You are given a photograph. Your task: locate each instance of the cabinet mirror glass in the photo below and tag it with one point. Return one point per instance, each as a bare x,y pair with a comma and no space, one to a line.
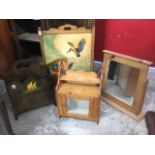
78,106
122,82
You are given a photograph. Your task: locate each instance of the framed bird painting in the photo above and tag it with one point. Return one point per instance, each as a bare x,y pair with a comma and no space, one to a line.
73,45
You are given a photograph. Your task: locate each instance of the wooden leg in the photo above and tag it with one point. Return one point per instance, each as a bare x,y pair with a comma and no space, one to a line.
5,117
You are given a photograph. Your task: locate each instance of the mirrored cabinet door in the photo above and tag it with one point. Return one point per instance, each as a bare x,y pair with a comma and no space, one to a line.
124,82
77,106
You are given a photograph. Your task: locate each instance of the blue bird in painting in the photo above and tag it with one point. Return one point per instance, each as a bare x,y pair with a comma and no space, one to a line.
77,50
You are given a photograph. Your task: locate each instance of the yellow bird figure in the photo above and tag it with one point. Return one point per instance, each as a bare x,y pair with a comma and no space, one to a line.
31,86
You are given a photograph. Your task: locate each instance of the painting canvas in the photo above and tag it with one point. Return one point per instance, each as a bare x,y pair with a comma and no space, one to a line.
74,48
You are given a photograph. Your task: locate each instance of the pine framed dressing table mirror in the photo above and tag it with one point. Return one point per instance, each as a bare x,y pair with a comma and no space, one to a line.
124,83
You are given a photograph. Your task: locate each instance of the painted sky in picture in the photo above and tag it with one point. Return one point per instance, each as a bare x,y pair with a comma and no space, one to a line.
74,47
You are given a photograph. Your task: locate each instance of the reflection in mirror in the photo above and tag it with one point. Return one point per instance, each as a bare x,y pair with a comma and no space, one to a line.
122,82
76,106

Aim: Can you rewrite the records above as a Markdown table with columns Row and Line, giving each non-blank line its own numbered row? Leave the pictures out.

Completed exercise:
| Row | Line |
|---|---|
| 1 | You are given a photograph. Your task: locate each instance of the cabinet mirror glass in the photo below and tag it with one point. Return one point per instance, each as a bare x,y pair with a comma and no space, one to a line. |
| 2 | 78,106 |
| 3 | 122,82 |
| 4 | You are given a photograph. Your task: locate each instance of the framed bird painting in the photo above and tag it with one point. Return one point per instance, each as a bare x,y pair with a comma and no space, one to a line. |
| 5 | 73,45 |
| 6 | You are given a photograph. Your task: locate each instance of the wooden leg in the photo above and tag it with one point. Return one point per instance, each as a bare x,y pair with a comma and no space, one to a line. |
| 7 | 5,117 |
| 8 | You are given a photograph. Your task: locate each instance of the mirrored cabinet door in the photo above and tag it with one point. Return one point per instance, each as a bare x,y pair with a comma and no space, one to a line. |
| 9 | 124,82 |
| 10 | 77,106 |
| 11 | You are given a photograph. Your task: locate each instance of the blue bird in painting in the photo above and tag it with one point. Return one point per instance, each as a bare x,y pair with a comma and no space, one to a line. |
| 12 | 77,50 |
| 13 | You are given a photograph. Your task: locate each instance of the yellow bird figure in the photo above and tag it with one point. Return one point per instance, each as a bare x,y pair with a comma and no space, one to a line. |
| 14 | 31,86 |
| 15 | You are given a photograph. Your task: locate each instance of the painting canvas in the photo above and tag it with one point. Return one point per instance, each as a bare x,y pair with a comma and no space, one to a line. |
| 16 | 74,48 |
| 17 | You are given a photograph. Your task: locate each instance of the pine framed dressing table mirror in the photo above and tag it with one point. Return one point per instance, each as a bare x,y pair with a comma and no space, one to a line. |
| 18 | 124,83 |
| 19 | You are given a photograph. Your task: locate each instance of the painted sky in picture in the photo above and tag it with one point. Return one point per instance, each as a bare x,y pair with a comma and no space, one to a line. |
| 20 | 74,47 |
| 21 | You are given a photograph. Your task: locate each instance of the reflection in mirror in the photo above and tag it with one point. Return one point per instance, each as a bare x,y pair with a comma and no space, one to a line. |
| 22 | 122,82 |
| 23 | 76,106 |